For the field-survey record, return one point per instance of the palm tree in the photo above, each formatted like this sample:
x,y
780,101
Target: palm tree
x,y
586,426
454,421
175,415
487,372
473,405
------------------------
* INSTRUCTIONS FOR THE TASK:
Each entry above needs to be duplicated verbatim.

* ANSWER BOX:
For the field-survey record, return one point per instance of the palm tree in the photo above, each formatted like this sample:
x,y
780,101
Target: palm tree
x,y
586,426
454,421
175,415
487,372
473,405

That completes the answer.